Render the data from the line that contains "of the shell-covered" through the line that contains "point(371, 443)", both included, as a JSON list of strings with one string per line. Leave out blank lines and everything outside that range.

- [Given data]:
+--

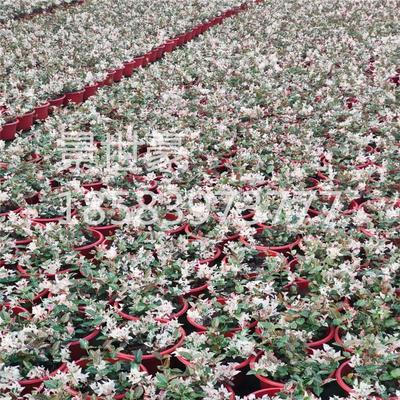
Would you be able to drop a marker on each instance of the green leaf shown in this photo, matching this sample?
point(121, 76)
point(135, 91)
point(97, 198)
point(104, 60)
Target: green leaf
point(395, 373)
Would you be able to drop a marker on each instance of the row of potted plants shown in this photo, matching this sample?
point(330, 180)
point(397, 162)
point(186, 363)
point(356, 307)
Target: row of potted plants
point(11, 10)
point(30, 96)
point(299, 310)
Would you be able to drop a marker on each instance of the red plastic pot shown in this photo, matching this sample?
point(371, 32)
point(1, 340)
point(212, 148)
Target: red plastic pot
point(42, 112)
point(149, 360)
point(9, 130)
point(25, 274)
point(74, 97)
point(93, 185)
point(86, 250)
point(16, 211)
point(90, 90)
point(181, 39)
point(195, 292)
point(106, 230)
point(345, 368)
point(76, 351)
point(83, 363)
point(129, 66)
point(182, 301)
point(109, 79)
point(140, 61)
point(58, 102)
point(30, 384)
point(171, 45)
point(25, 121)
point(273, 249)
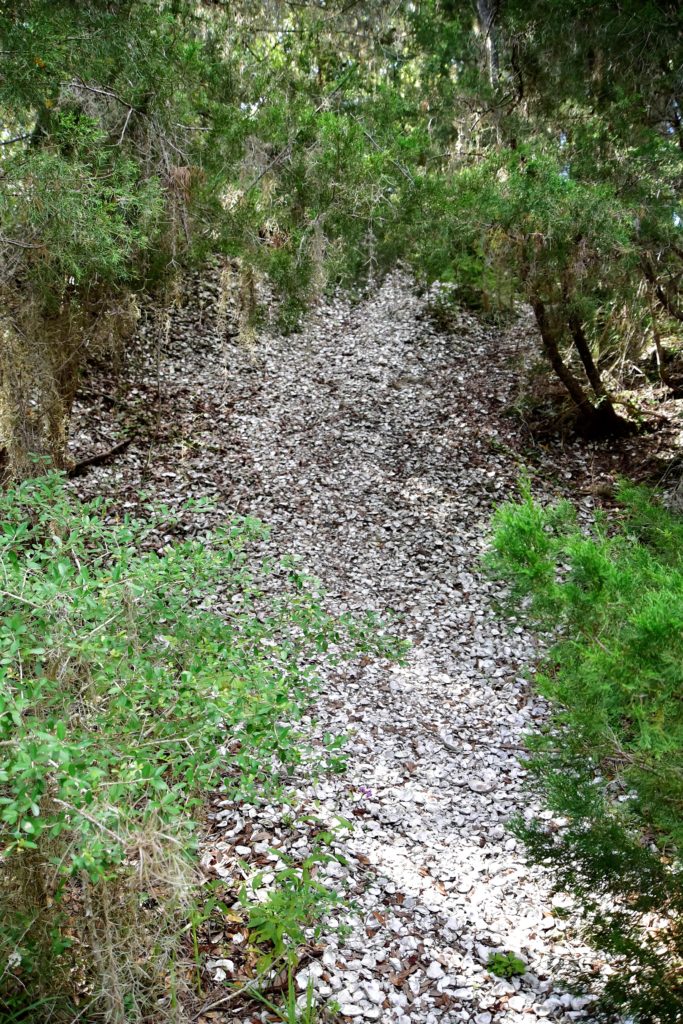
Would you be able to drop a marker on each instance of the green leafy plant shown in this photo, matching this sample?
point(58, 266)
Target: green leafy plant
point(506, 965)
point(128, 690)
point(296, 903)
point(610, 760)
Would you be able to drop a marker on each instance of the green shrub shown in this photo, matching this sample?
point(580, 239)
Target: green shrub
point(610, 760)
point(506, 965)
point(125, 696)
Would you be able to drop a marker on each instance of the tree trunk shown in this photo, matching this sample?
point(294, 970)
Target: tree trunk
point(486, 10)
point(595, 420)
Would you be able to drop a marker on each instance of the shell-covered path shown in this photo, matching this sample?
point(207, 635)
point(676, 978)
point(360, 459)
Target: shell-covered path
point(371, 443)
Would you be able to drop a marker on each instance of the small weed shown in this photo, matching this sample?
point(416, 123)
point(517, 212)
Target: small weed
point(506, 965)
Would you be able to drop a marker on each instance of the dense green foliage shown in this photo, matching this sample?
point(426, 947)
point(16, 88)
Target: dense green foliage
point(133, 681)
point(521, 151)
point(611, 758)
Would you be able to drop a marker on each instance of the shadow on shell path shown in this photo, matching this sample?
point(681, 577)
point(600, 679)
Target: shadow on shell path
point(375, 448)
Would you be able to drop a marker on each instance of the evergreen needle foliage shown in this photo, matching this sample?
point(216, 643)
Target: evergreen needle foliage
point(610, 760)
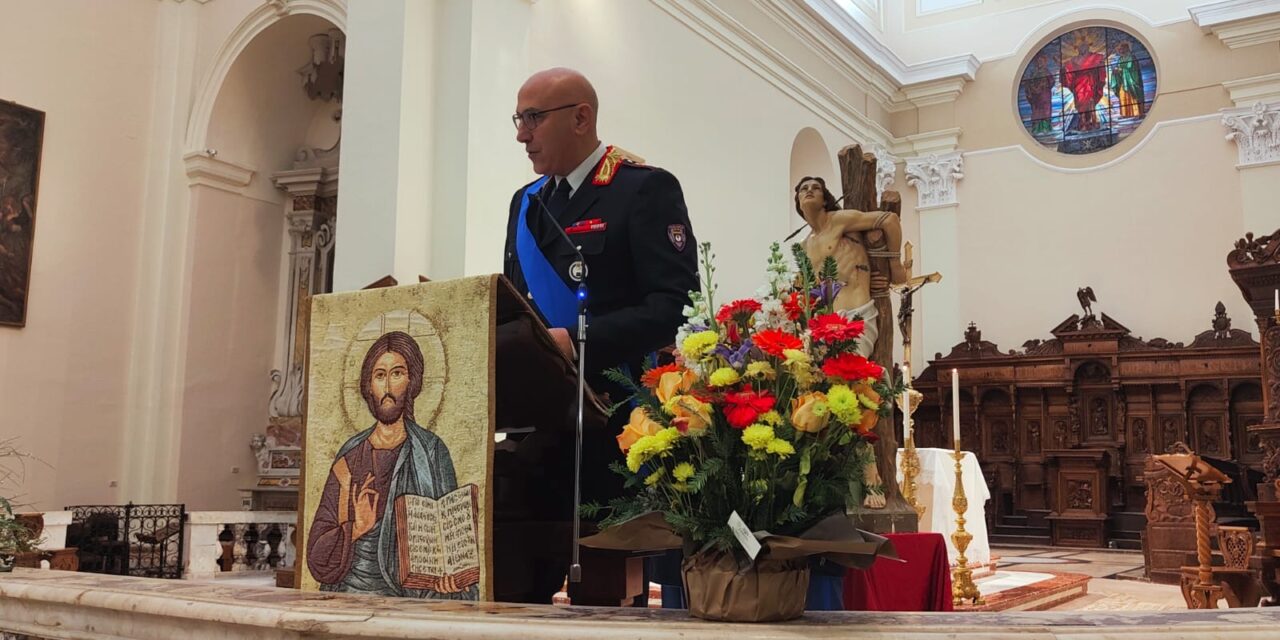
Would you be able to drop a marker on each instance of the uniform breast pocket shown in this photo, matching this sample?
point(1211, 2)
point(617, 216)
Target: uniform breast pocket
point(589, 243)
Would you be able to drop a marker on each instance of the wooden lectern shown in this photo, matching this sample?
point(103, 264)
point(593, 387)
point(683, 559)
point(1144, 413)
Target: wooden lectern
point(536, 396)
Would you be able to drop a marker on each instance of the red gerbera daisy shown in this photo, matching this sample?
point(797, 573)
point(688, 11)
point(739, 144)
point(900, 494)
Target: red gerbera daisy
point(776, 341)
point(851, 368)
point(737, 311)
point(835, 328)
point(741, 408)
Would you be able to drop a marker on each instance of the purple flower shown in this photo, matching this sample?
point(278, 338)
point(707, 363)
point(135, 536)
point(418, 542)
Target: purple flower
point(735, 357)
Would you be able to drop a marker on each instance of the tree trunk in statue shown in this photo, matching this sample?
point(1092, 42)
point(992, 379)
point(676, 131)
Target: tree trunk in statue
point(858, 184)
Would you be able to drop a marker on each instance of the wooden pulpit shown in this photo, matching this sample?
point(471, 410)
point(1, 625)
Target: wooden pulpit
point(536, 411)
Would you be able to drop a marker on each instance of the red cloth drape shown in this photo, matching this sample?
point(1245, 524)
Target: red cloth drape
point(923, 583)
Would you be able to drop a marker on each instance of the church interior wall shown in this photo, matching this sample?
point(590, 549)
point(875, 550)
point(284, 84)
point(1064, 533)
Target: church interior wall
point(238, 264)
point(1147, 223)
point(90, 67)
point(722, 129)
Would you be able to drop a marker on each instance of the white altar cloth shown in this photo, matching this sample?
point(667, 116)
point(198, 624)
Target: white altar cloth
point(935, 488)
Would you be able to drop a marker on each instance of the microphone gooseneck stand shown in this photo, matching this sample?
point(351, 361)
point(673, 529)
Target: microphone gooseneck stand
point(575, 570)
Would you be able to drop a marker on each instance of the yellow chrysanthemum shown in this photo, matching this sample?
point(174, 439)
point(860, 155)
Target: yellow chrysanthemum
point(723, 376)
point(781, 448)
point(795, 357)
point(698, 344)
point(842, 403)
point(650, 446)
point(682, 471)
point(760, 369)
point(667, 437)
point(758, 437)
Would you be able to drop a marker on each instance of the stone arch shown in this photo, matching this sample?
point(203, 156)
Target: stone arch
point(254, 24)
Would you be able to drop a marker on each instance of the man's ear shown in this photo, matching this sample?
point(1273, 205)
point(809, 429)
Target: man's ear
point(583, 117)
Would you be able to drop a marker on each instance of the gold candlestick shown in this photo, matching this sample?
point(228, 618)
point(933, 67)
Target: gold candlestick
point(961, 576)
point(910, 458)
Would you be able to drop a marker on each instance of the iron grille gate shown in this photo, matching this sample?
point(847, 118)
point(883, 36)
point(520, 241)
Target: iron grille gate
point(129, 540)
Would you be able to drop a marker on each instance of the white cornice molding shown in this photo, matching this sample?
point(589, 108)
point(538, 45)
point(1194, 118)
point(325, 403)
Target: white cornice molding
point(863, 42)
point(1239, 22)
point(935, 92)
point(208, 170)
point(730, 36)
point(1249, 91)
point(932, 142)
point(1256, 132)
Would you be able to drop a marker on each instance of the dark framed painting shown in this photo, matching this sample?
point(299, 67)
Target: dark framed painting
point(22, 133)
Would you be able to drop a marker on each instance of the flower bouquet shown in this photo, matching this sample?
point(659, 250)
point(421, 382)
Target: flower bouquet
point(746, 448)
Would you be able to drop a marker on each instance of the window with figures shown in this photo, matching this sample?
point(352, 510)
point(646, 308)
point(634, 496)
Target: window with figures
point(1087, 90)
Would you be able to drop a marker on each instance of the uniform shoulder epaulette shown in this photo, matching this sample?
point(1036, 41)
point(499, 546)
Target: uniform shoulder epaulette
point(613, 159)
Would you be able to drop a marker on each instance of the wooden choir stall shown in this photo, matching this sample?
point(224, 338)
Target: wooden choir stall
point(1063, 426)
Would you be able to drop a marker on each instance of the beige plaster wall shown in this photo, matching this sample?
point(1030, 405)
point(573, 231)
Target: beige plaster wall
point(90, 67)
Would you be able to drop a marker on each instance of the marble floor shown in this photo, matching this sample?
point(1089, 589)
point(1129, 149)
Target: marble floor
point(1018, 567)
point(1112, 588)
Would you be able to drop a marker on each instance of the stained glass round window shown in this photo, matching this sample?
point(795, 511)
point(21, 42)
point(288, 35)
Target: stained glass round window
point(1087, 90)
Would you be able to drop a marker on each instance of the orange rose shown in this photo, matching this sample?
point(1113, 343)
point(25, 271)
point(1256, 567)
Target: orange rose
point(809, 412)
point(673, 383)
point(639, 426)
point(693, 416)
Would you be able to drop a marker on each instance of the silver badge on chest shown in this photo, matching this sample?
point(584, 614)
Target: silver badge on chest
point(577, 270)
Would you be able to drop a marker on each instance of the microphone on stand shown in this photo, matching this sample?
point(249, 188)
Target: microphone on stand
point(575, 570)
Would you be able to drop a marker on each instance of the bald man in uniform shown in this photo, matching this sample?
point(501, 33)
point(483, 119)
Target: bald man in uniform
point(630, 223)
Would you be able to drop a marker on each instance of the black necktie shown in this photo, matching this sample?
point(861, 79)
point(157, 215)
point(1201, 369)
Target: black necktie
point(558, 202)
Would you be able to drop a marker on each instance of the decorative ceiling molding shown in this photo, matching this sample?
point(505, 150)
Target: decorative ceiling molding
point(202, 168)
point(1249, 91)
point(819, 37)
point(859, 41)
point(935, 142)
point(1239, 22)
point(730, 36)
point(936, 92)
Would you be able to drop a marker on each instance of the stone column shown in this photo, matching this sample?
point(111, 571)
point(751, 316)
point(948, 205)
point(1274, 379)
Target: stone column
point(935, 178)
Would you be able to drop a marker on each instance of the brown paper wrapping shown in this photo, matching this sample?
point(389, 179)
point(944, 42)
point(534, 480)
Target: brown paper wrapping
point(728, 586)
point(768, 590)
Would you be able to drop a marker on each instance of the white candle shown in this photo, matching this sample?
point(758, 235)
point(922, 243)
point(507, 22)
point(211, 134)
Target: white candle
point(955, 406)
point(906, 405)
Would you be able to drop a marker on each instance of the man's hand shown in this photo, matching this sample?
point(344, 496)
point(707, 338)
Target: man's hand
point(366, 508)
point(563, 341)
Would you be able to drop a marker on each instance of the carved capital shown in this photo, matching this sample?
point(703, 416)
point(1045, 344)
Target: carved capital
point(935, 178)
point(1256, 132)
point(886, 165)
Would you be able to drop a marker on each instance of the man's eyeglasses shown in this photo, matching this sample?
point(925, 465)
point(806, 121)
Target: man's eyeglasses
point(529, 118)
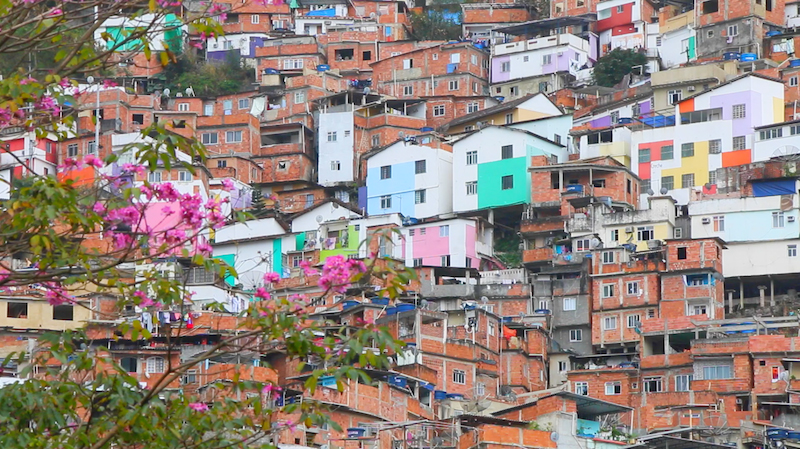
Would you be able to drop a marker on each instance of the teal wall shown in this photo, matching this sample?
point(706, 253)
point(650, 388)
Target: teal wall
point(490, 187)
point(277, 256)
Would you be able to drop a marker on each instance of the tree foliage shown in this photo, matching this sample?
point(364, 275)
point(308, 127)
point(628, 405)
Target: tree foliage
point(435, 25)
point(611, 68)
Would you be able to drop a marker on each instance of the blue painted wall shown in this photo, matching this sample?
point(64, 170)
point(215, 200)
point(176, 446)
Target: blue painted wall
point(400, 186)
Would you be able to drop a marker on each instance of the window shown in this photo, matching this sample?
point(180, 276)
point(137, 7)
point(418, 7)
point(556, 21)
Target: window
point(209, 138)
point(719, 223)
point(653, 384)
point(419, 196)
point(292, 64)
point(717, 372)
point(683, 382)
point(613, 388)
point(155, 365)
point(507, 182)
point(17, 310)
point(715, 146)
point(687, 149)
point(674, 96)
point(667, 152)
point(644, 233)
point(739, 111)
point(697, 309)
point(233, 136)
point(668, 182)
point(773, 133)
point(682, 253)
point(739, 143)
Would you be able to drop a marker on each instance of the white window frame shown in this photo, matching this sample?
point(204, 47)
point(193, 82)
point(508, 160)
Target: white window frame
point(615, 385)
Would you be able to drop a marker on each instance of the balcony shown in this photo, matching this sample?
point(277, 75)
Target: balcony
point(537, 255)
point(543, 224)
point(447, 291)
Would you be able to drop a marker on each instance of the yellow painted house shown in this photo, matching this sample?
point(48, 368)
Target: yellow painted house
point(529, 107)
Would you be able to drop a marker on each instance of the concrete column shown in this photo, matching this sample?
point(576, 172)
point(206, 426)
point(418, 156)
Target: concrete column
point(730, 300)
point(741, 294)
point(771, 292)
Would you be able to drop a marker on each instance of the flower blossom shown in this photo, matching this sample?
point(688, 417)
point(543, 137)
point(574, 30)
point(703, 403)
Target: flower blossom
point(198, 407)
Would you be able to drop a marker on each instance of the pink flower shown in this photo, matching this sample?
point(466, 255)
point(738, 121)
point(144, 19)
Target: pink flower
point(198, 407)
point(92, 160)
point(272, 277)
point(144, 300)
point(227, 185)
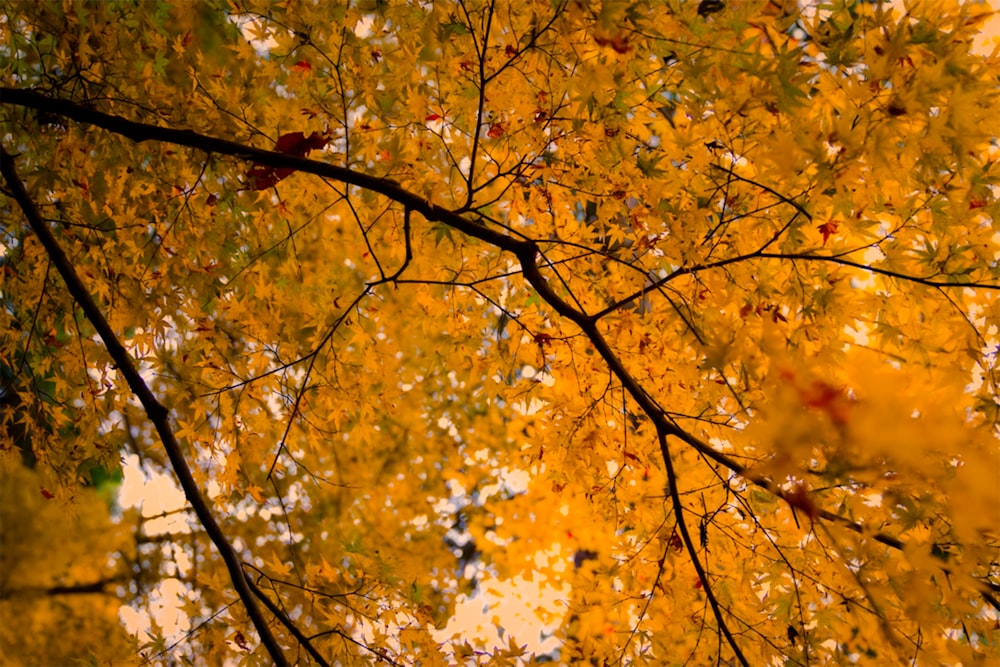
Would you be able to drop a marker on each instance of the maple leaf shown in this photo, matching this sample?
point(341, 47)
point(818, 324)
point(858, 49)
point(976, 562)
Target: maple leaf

+--

- [Result of the task]:
[
  "Would you be able to drop a marker on each instance of the shell-covered path shown in this photo, matching this sample?",
  "point(207, 635)",
  "point(676, 978)",
  "point(360, 459)",
  "Target: shell-covered path",
  "point(371, 443)"
]